_YOUR TASK_
Identify each line of the listing below that contains the string "sneaker". Copy every such line in full.

Excerpt from a dataset
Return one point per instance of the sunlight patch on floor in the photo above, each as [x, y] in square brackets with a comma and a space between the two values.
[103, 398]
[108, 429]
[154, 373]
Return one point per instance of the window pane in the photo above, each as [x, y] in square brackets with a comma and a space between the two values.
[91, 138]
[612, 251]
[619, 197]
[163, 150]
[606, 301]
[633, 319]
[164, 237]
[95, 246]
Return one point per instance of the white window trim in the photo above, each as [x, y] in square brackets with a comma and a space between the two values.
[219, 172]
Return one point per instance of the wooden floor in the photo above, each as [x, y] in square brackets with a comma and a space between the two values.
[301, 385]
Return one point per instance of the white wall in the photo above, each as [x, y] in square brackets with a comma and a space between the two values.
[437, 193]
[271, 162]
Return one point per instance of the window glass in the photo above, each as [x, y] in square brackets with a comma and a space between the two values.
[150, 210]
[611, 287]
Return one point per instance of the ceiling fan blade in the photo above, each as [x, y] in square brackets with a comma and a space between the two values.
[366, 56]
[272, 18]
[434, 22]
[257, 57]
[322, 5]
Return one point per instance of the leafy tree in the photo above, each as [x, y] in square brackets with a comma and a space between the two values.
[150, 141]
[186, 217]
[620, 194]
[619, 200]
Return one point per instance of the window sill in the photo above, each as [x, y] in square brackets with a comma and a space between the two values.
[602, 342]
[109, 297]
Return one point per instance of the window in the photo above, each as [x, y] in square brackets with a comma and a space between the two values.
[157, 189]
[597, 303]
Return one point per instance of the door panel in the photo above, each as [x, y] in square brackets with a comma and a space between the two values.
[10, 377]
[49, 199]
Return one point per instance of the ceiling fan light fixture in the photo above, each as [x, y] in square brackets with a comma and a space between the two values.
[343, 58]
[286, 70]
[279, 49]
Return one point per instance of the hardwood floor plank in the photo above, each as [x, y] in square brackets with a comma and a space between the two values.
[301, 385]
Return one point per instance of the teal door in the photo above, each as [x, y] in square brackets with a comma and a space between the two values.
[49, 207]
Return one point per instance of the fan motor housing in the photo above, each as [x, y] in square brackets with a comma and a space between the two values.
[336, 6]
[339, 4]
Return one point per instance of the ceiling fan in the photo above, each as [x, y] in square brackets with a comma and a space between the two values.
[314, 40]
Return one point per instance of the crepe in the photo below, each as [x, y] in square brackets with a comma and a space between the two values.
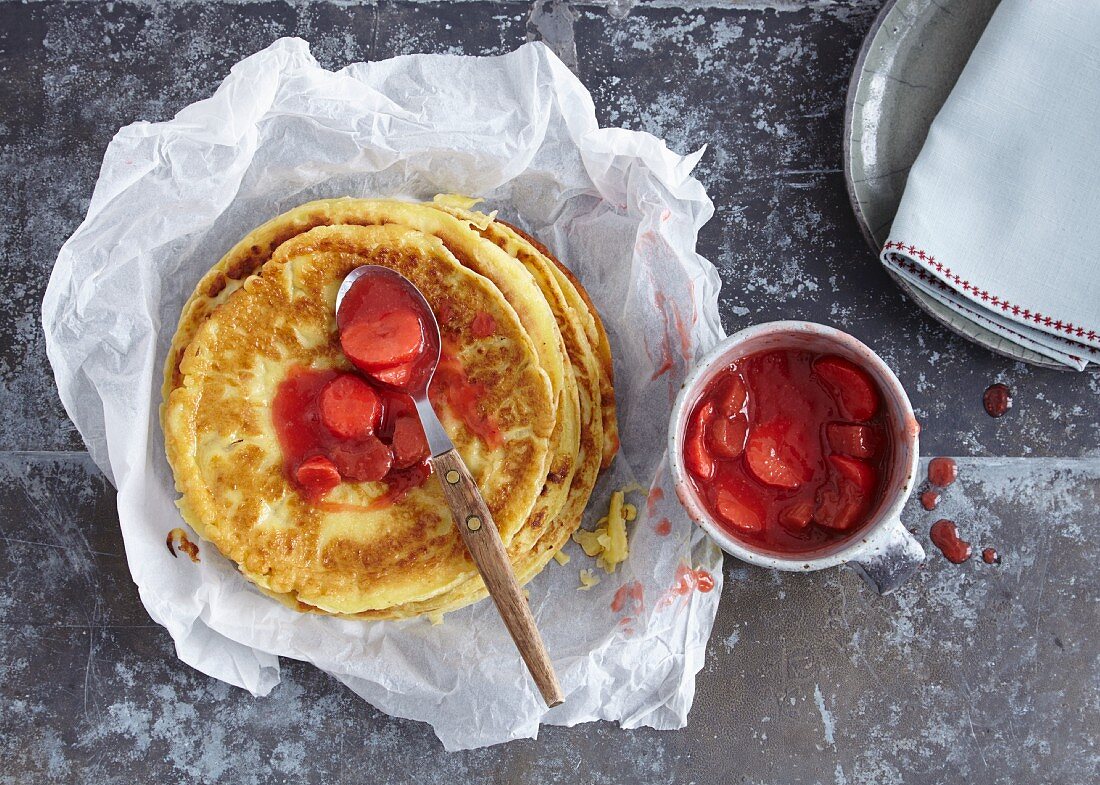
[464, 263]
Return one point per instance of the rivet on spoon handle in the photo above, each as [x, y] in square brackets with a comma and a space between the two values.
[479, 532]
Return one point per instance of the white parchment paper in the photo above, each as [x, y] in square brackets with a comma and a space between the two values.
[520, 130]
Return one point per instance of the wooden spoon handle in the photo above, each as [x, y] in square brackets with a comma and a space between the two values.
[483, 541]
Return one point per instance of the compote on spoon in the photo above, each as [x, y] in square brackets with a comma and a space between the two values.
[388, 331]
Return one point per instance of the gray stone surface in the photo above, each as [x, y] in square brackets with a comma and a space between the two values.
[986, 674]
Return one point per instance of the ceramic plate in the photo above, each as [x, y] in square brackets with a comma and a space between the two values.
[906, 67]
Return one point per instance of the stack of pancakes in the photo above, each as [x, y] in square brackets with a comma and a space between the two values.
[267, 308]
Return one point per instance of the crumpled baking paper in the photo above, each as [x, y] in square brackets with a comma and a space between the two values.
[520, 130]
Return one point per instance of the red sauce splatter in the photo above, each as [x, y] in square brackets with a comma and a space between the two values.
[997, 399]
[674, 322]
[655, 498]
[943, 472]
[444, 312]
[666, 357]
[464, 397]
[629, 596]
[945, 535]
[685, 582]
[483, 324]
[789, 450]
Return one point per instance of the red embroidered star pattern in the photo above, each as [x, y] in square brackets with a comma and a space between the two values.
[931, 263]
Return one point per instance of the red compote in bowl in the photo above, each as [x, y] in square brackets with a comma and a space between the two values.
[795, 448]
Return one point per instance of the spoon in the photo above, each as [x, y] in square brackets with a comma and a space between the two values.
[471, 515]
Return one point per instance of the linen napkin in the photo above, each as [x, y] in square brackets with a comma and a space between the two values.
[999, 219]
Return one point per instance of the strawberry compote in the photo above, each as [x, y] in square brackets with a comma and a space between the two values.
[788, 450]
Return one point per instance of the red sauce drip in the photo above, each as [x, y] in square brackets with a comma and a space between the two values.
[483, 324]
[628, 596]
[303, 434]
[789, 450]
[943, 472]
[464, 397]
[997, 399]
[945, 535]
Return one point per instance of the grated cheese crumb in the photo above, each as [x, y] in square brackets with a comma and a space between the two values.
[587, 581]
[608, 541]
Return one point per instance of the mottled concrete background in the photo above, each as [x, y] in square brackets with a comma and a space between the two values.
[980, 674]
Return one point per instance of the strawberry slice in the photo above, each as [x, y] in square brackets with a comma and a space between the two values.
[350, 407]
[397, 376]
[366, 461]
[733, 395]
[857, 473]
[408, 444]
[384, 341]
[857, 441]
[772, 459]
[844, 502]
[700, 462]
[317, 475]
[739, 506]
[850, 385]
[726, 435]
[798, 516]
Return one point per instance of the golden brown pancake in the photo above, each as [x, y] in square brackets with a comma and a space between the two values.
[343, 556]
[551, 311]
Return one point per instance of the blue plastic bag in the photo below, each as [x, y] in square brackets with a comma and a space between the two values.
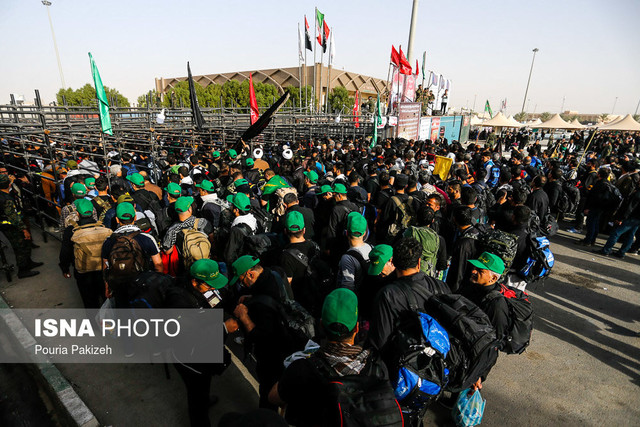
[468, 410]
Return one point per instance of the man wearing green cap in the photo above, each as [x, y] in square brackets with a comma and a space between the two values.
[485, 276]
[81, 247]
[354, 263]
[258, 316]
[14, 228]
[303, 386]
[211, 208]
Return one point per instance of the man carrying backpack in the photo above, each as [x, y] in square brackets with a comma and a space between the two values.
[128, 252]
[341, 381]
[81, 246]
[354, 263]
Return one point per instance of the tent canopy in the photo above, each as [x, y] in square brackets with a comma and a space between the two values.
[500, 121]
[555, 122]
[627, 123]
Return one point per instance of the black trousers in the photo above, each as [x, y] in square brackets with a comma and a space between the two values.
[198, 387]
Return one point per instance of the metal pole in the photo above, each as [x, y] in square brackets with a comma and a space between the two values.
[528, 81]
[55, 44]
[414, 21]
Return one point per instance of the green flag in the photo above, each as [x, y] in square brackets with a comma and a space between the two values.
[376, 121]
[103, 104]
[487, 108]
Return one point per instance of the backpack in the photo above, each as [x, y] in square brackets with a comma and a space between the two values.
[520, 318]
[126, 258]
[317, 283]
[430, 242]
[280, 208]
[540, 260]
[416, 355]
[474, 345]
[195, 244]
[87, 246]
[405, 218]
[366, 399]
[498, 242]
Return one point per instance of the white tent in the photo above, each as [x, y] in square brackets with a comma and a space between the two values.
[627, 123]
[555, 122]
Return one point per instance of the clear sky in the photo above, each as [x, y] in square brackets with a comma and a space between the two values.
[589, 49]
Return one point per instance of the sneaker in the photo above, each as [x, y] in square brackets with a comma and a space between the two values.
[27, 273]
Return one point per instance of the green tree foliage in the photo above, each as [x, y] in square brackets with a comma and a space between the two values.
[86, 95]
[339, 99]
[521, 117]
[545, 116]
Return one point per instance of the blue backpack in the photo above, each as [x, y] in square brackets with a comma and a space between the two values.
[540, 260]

---

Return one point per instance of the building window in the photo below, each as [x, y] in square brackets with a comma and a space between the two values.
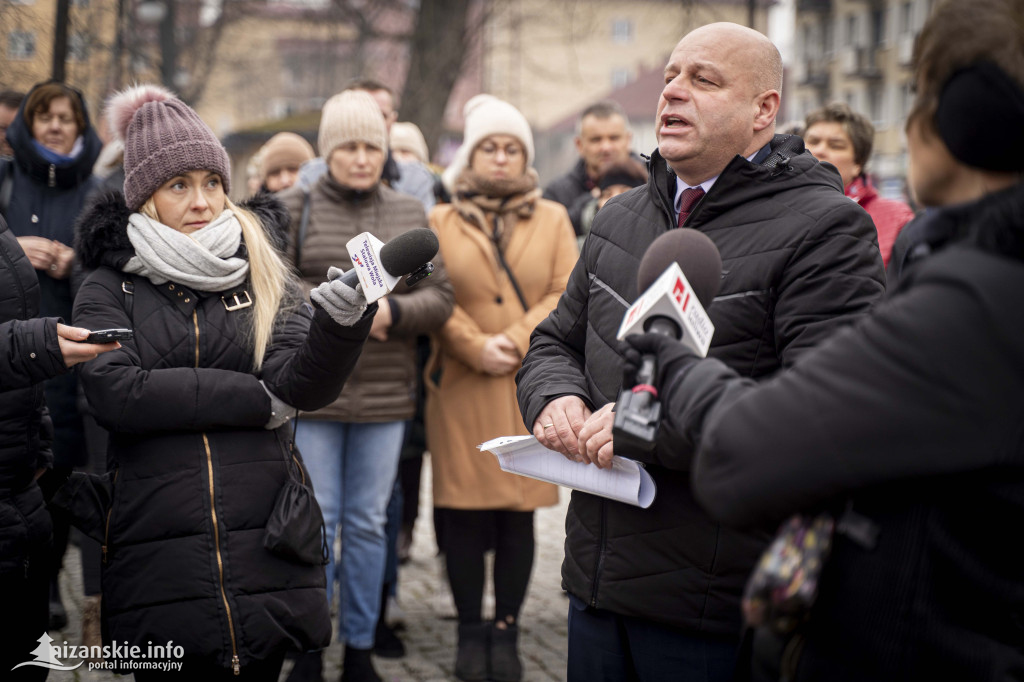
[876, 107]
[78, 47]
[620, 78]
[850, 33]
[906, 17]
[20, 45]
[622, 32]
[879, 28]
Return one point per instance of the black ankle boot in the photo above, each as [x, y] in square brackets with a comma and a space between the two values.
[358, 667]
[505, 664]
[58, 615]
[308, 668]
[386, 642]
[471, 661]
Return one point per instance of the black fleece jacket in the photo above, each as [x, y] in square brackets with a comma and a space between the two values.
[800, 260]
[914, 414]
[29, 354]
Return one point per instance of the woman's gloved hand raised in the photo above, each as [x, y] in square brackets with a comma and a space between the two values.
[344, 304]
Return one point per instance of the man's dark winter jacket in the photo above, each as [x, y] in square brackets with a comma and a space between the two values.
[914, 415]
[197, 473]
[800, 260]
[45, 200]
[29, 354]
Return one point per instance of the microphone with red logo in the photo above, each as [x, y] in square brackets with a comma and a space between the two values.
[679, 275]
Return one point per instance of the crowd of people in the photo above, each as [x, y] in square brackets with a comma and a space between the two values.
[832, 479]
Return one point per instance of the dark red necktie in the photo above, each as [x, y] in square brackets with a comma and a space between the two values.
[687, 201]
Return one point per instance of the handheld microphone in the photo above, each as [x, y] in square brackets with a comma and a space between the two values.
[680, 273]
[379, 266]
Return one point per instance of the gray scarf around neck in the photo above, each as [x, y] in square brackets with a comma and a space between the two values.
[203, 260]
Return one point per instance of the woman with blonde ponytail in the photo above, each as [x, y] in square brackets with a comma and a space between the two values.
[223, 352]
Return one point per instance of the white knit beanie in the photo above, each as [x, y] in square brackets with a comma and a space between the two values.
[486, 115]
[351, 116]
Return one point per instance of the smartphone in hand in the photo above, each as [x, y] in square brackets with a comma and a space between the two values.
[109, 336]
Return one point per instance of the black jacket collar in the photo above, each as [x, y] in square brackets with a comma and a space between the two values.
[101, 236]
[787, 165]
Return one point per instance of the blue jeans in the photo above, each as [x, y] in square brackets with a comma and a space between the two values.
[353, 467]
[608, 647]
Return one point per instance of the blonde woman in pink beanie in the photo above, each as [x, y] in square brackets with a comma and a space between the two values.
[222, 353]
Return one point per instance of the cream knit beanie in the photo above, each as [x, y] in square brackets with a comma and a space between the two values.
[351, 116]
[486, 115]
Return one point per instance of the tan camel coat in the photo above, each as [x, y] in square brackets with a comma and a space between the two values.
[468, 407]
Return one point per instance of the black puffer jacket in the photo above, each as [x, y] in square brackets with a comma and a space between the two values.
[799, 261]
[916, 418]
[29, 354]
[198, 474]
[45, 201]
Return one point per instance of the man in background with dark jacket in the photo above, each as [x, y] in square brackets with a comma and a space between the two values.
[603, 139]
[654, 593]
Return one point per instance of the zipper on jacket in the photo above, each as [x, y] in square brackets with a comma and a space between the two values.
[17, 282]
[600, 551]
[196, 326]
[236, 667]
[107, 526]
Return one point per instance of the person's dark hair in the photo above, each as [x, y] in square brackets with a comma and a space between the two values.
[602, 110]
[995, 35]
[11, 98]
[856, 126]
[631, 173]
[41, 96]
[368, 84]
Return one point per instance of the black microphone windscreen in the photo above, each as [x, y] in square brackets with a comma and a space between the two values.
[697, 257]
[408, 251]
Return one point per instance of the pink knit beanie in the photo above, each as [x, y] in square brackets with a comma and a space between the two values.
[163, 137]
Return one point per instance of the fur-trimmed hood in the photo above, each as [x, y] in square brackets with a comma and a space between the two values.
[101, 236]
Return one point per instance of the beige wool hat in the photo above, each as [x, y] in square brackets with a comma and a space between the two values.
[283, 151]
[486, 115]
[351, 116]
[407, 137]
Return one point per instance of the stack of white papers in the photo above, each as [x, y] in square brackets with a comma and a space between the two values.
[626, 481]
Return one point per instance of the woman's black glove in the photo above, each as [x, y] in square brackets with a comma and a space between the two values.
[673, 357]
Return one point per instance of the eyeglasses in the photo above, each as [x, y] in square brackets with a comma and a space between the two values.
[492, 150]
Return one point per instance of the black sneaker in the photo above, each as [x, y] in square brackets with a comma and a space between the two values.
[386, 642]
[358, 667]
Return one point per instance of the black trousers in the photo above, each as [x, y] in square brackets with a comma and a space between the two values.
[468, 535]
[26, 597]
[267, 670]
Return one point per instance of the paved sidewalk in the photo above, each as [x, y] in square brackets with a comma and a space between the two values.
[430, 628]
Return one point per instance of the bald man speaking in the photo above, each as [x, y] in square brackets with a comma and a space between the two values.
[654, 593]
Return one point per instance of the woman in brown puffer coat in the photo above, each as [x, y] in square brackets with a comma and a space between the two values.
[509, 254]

...

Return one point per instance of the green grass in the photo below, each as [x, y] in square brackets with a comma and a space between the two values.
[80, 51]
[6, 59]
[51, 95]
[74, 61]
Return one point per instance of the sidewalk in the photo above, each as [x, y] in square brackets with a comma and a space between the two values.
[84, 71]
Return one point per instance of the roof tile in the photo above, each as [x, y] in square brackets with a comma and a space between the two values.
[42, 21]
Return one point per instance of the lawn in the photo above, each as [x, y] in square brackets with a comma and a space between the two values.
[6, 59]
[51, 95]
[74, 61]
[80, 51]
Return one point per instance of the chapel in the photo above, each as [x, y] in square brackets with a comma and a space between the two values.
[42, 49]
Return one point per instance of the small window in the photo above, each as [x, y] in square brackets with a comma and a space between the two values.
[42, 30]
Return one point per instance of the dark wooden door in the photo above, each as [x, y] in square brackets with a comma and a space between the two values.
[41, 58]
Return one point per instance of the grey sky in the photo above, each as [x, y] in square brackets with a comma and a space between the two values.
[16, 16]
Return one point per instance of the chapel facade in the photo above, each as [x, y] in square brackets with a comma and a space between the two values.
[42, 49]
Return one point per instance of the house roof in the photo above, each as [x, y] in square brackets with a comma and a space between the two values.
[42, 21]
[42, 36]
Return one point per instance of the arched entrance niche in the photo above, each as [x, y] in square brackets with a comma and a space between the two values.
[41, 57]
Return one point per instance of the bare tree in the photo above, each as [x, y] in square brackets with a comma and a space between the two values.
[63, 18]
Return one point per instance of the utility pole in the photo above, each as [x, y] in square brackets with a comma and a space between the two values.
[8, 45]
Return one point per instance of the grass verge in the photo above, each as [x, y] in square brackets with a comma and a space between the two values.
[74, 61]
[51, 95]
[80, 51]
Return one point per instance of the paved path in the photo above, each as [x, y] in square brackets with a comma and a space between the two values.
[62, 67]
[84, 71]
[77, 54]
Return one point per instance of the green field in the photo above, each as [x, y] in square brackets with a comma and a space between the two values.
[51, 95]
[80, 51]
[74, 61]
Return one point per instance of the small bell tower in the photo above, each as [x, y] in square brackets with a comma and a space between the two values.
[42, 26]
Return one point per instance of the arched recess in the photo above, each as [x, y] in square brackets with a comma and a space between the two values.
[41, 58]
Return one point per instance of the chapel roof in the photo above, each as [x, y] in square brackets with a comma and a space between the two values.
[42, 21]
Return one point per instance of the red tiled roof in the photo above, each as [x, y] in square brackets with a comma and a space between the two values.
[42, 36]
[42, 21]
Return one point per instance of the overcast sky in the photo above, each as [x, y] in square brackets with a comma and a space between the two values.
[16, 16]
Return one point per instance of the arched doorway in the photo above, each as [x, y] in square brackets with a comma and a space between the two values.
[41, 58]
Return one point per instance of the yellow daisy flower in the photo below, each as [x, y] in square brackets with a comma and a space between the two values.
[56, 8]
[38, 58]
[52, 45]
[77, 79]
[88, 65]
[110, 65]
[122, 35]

_RESULT_
Return one point per instance of the sneaker in the photo above, each as [x, y] in square brackets with a comma and a space between the two values.
Return one point per instance of the black sneaker in the photo above, each as [x, y] in square brackets with a comma and a space between the two values.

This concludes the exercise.